Only lines containing the string "dark" belong in the answer; find them in the records and copy them.

==== Material to process ====

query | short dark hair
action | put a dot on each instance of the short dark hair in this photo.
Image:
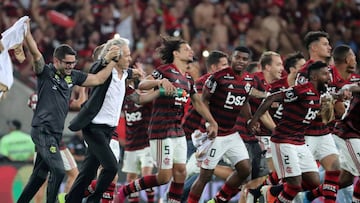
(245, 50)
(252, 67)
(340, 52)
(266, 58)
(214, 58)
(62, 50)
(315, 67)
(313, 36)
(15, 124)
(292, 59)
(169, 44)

====
==== Material to process ====

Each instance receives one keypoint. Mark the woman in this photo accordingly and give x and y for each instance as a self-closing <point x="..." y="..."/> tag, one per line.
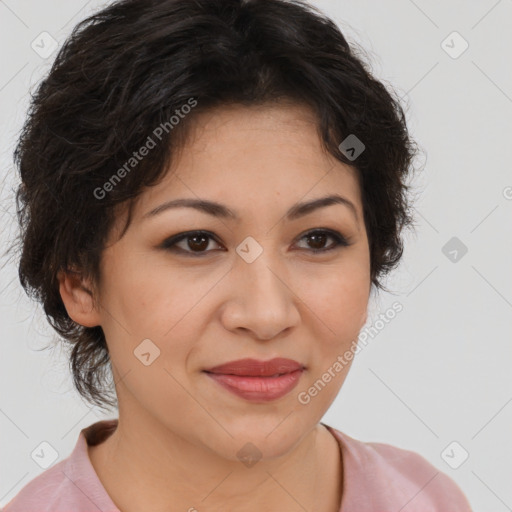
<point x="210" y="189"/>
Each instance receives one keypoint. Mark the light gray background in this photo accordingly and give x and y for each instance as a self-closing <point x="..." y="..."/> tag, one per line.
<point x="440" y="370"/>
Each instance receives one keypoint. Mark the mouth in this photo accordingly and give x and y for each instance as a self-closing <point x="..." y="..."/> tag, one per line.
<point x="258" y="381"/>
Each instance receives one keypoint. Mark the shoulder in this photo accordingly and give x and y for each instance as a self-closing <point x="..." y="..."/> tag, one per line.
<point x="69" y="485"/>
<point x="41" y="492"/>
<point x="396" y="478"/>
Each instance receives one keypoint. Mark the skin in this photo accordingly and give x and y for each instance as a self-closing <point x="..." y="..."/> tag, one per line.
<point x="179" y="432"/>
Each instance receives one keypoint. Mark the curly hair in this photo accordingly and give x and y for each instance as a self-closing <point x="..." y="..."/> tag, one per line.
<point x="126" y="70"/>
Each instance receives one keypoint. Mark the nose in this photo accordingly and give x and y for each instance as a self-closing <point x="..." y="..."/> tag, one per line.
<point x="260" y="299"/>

====
==== Material to process ====

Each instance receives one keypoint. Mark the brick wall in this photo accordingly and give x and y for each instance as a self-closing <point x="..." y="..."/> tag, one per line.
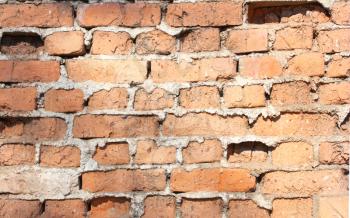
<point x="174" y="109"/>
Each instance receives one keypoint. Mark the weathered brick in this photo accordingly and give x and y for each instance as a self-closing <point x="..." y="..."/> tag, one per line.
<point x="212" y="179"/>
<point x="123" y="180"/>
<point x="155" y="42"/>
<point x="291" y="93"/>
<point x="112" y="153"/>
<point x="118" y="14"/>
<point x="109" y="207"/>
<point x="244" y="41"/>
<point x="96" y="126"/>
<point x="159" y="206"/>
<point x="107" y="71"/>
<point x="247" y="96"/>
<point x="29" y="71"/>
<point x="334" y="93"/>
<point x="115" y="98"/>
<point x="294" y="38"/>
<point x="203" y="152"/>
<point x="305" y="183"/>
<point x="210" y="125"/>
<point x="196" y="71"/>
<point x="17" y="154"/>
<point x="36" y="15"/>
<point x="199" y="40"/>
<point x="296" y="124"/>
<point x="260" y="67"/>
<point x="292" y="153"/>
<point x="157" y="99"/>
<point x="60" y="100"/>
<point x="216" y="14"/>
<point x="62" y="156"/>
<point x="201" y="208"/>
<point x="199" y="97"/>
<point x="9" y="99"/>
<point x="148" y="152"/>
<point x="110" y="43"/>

====

→ Output for this task
query | short dark hair
action | put a dot on each instance of the short dark hair in this photo.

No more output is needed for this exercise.